Coordinate labeling data:
** Start **

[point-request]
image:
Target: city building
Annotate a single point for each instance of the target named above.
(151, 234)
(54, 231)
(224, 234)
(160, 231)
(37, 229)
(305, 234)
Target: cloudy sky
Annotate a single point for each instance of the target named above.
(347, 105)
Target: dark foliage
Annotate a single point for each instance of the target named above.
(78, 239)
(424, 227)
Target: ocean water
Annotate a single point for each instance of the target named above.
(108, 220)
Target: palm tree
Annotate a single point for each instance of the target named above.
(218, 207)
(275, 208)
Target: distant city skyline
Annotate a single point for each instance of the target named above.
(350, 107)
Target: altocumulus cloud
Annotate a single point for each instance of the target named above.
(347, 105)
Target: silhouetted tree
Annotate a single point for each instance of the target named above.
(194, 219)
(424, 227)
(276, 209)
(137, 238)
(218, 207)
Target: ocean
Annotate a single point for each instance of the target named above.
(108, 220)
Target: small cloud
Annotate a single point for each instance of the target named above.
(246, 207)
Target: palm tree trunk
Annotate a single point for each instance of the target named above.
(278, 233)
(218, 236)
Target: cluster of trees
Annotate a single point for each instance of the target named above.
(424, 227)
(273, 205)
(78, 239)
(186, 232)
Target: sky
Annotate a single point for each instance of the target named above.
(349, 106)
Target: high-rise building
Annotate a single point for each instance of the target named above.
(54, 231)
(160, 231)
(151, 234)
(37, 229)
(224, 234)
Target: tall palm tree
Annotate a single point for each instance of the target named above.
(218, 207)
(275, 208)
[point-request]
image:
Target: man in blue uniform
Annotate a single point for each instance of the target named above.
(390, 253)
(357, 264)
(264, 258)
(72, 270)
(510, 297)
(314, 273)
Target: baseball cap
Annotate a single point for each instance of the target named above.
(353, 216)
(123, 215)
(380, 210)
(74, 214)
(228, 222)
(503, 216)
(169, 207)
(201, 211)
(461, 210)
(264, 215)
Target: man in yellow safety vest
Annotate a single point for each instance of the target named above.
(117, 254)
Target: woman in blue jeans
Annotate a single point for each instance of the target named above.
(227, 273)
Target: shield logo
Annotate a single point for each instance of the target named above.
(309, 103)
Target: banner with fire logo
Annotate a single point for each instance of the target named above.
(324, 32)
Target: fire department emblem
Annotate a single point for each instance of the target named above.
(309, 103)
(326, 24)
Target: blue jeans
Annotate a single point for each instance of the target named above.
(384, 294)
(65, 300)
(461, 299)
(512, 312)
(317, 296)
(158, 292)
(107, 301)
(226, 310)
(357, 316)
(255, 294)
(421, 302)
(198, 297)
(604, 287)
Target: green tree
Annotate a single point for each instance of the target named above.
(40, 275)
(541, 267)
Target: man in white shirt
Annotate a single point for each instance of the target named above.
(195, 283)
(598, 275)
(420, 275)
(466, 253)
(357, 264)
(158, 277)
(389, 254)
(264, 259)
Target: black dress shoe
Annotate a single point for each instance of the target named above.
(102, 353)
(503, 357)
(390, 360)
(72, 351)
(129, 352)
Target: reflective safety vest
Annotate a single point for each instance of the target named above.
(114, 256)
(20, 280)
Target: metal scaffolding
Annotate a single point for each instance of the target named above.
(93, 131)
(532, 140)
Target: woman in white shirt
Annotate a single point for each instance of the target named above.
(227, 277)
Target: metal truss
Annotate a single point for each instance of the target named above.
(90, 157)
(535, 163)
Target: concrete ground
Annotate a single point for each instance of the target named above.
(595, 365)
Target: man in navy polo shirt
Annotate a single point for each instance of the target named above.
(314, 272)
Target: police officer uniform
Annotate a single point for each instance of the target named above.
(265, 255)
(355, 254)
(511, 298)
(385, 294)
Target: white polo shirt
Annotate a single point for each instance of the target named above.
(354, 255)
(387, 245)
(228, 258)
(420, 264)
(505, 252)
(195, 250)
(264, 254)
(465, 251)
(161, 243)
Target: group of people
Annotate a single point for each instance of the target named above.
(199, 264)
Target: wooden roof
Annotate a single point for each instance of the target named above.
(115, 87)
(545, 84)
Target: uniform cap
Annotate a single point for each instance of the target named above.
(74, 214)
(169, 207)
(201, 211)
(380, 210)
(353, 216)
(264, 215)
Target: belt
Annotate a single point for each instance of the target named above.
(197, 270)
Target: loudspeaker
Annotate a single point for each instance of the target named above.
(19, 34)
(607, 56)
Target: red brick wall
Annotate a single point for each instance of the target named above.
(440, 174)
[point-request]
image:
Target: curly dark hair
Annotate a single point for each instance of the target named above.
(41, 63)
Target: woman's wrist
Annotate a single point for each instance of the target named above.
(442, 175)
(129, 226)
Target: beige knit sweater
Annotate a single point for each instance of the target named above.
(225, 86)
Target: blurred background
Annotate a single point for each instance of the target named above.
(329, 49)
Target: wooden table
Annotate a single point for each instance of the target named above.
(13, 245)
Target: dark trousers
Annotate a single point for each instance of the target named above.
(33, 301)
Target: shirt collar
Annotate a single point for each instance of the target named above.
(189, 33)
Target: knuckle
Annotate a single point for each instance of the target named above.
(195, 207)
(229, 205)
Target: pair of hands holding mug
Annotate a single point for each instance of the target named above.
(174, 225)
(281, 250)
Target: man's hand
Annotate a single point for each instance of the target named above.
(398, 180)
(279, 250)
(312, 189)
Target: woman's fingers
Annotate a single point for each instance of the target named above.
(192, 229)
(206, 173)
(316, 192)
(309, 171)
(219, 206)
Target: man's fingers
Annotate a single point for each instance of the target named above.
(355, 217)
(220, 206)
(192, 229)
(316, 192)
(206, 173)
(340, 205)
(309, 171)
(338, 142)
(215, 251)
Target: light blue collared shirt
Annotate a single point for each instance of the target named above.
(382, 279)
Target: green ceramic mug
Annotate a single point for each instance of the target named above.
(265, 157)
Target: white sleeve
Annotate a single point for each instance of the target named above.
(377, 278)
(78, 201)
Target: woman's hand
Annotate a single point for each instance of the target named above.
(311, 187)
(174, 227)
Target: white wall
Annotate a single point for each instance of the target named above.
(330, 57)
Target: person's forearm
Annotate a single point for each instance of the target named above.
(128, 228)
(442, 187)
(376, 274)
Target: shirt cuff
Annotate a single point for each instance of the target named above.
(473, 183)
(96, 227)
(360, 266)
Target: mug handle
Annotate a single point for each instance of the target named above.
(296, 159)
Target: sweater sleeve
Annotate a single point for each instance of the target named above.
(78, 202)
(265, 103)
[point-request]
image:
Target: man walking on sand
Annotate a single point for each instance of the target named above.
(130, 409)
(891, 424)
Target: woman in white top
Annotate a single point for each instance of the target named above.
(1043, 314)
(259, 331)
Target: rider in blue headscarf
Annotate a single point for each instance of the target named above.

** End **

Aim: Transcribe all the entries, keeping each one exactly as it is.

Answer to the exercise:
[point-request]
image:
Target: city building
Annotate a single point for each instance of the target named above.
(151, 234)
(54, 231)
(224, 234)
(160, 231)
(37, 229)
(305, 234)
Target: cloudy sky
Annotate a single point for each instance of the target named above.
(347, 105)
Target: dark foliage
Annotate a single point for each instance of the target named above.
(78, 239)
(424, 227)
Target: ocean water
Annotate a single point for each instance of the target named above.
(108, 220)
Target: palm tree
Annotate a single point for each instance of the target named above.
(218, 207)
(275, 208)
Target: distant city skyline
Annotate a single point for each instance of the target named above.
(350, 107)
Target: altocumulus cloud
Annotate a single point for each instance of the target named above.
(347, 105)
Target: silhouetted tree
Annotate a single point for each instance of the target named above.
(194, 219)
(424, 227)
(276, 209)
(137, 238)
(218, 207)
Target: ocean
Annotate a single point for each instance of the target named above.
(108, 220)
Target: small cloud
Annotate a single point for each instance of the target named above.
(246, 207)
Target: palm tree trunk
Annotate a single point for each instance of the target named above.
(278, 233)
(218, 236)
Target: cluster of trees
Annotate a single point for each instance of the target named above.
(424, 227)
(273, 205)
(78, 239)
(186, 232)
Target: sky
Annotate a single point for each instance of the target named above.
(349, 106)
Target: high-rise building
Annotate a single point for each instance of the target named above.
(54, 231)
(160, 231)
(151, 234)
(37, 229)
(224, 234)
Target: tall palm tree
Annotate a single point for each instance of the target named above.
(218, 207)
(275, 208)
[point-request]
image:
Target: man in blue uniform
Annotate a single point for each instance of the target named above.
(390, 253)
(357, 264)
(264, 258)
(72, 270)
(510, 297)
(314, 273)
Target: baseball cap
Annotate a single point for each instance of the target named above.
(353, 216)
(123, 215)
(380, 210)
(74, 214)
(228, 222)
(503, 216)
(169, 207)
(201, 211)
(461, 210)
(264, 215)
Target: man in yellow safety vest
Annotate a single point for each instance of the target named above.
(117, 254)
Target: woman in blue jeans
Annotate a single point for each instance of the target named above.
(227, 273)
Target: shield logo
Annotate a single point for each instance of the target named above.
(309, 103)
Target: banner with fire logo
Annotate a single point for each instance of the target named above.
(324, 32)
Target: fire department emblem
Annotate a single point for each instance of the target named above.
(309, 103)
(326, 24)
Target: blue jeans
Annotate a single point for each instance of the target named above.
(384, 294)
(65, 300)
(461, 299)
(512, 312)
(317, 296)
(158, 292)
(107, 301)
(226, 310)
(357, 316)
(255, 294)
(421, 302)
(198, 297)
(604, 287)
Target: green tree
Annotate a single point for each instance of the target named above.
(40, 275)
(541, 267)
Target: man in white shirt
Annotate a single point for each instance of the target named above.
(195, 283)
(598, 275)
(420, 275)
(466, 253)
(357, 264)
(158, 277)
(389, 254)
(264, 259)
Target: black dress shoe
Annotate a single point for each instance of the target named above.
(102, 353)
(503, 357)
(390, 360)
(72, 351)
(129, 352)
Target: reflective safety vest
Annotate a single point for each instance of the target named above.
(114, 256)
(20, 280)
Target: metal scaffolding
Annotate a single point for each instance of the target named above.
(93, 131)
(532, 140)
Target: woman in white shirt
Annotate a single point for each instance of the target named above.
(227, 277)
Target: metal truss
Annotate a single point for each instance of the target named above.
(90, 157)
(535, 163)
Target: concrete ground
Annotate a single point for each instance of the target named above.
(595, 365)
Target: man in navy polo shirt
Annotate a single point for each instance of the target named above.
(314, 272)
Target: police officer uniform
Annotate a single point for each instance of the target named above.
(265, 255)
(355, 254)
(511, 298)
(385, 294)
Target: white polo shirt
Annotate a single point for each instance of the target named above.
(354, 255)
(387, 245)
(228, 258)
(420, 264)
(505, 252)
(195, 250)
(264, 254)
(465, 251)
(161, 243)
Target: group of people
Annotate a single point for each instance of the target named above.
(199, 264)
Target: wooden roof
Annotate a single point for each instance of the target named above.
(115, 87)
(545, 84)
Target: uniform cap
Annotate a single point for each instance of the target named above.
(74, 214)
(169, 207)
(201, 211)
(380, 210)
(353, 216)
(264, 215)
Target: belt
Annotate a single point for each instance of the target named above.
(197, 270)
Target: loudspeaker
Annotate a single point for each instance of the target named above.
(19, 34)
(607, 56)
Target: red brick wall
Annotate a single point for each instance of the target named above.
(440, 174)
[point-request]
image:
Target: curly dark hair
Annotate a single point for each instance of the target named above.
(41, 63)
Target: woman's wrist
Annotate a single point for each instance of the target named above.
(442, 175)
(129, 226)
Target: beige knit sweater
Annotate a single point for each instance of the target named above.
(225, 86)
Target: blurred background
Annotate a single point for each instance of the target named above.
(329, 49)
Target: wooden table
Annotate a single point for each instance of the target named above.
(13, 245)
Target: dark trousers
Annotate a single point for each instance of the target named above.
(33, 301)
Target: shirt collar
Annotate a single point for each instance of the target named above.
(189, 33)
Target: knuckle
Annotate a single point for each instance of the target named above.
(195, 207)
(229, 205)
Target: pair of hands holding mug
Annotate a single point for each instance of the target named above.
(174, 225)
(281, 250)
Target: man's hand
Annotate a single point for each instance of the target named above.
(398, 180)
(279, 250)
(312, 189)
Target: woman's fingers
Annotate a single point for each instance of the target named above.
(192, 229)
(206, 173)
(316, 192)
(309, 171)
(219, 206)
Target: man's fingers
Annotate a single point for each instance of the target named above.
(355, 217)
(220, 206)
(192, 229)
(316, 192)
(206, 173)
(340, 205)
(309, 171)
(338, 142)
(215, 251)
Target: light blue collared shirt
Annotate a single point for each instance of the target named above.
(382, 279)
Target: green ceramic mug
Annotate a single point for each instance of the target named above.
(265, 157)
Target: white sleeve
Annotate a single point for each instance of the target named above.
(377, 278)
(78, 201)
Target: woman's hand
Annotate a single point for each instance of the target named above.
(311, 187)
(174, 227)
Target: white wall
Annotate a single point for each instance of the target named above.
(330, 57)
Target: person's forearm
Annotate a single point for each instance of the target named above.
(128, 228)
(442, 187)
(376, 274)
Target: shirt cuff
Annotate a single point for each instance of the target named above.
(473, 183)
(96, 227)
(360, 266)
Target: mug handle
Annotate a single point for each instance of the target named above.
(296, 159)
Target: sweater sleeve
Annotate a single point for each instance of the target named above.
(78, 202)
(265, 103)
[point-request]
image:
Target: man walking on sand
Annotate a single point for each instance of the target named above.
(130, 409)
(891, 424)
Target: woman in white top
Annotate a single point for each instance of the target named above.
(1043, 314)
(259, 331)
Target: rider in blue headscarf
Annotate a single point for each instance of the target named above.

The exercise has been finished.